Could you repeat word for word only the lines from the one containing "Could you point to the white breeches" to the last line of the data below?

Referring expression data

-.-.-

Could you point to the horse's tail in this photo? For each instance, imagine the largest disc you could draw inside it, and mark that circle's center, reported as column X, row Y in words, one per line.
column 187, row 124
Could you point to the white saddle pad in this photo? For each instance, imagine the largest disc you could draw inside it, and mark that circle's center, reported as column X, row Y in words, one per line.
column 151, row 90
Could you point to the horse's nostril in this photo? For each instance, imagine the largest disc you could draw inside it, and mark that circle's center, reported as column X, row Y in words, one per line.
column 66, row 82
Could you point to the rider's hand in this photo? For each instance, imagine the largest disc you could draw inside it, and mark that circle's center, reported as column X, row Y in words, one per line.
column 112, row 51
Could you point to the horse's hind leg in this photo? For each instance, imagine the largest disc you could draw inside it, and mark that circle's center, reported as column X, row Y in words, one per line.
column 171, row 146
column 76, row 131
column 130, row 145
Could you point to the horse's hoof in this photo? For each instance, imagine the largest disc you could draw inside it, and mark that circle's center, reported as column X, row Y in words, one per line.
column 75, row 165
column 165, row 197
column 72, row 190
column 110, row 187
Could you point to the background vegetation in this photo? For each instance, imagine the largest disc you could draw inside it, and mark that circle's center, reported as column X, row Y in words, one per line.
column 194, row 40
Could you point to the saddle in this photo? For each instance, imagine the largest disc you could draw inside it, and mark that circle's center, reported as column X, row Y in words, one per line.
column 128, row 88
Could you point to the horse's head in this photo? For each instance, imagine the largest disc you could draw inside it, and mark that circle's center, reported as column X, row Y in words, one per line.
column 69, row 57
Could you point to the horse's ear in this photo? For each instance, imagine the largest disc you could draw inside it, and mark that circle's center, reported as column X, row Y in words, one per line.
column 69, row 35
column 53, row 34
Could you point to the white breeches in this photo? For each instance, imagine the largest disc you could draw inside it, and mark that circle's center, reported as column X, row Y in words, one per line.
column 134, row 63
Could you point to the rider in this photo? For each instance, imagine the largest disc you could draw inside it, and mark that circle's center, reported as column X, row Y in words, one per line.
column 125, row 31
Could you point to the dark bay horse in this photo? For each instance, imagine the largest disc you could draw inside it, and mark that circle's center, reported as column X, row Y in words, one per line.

-.-.-

Response
Could you point to the white breeches in this photo? For each instance, imagine the largest disc you could draw inside it, and mark that circle's center, reported as column X, row Y in words, one per line.
column 134, row 63
Could you point to the rider in this photo? For each instance, imagine the largest disc you could draw inside it, and mark that circle's center, reported as column X, row Y in words, one per line.
column 125, row 31
Could you point to the dark bay horse in this photo? For each instance, imagine the largest disc you could draw inside it, and mark that circle's center, reported as column X, row Y in words, one per line.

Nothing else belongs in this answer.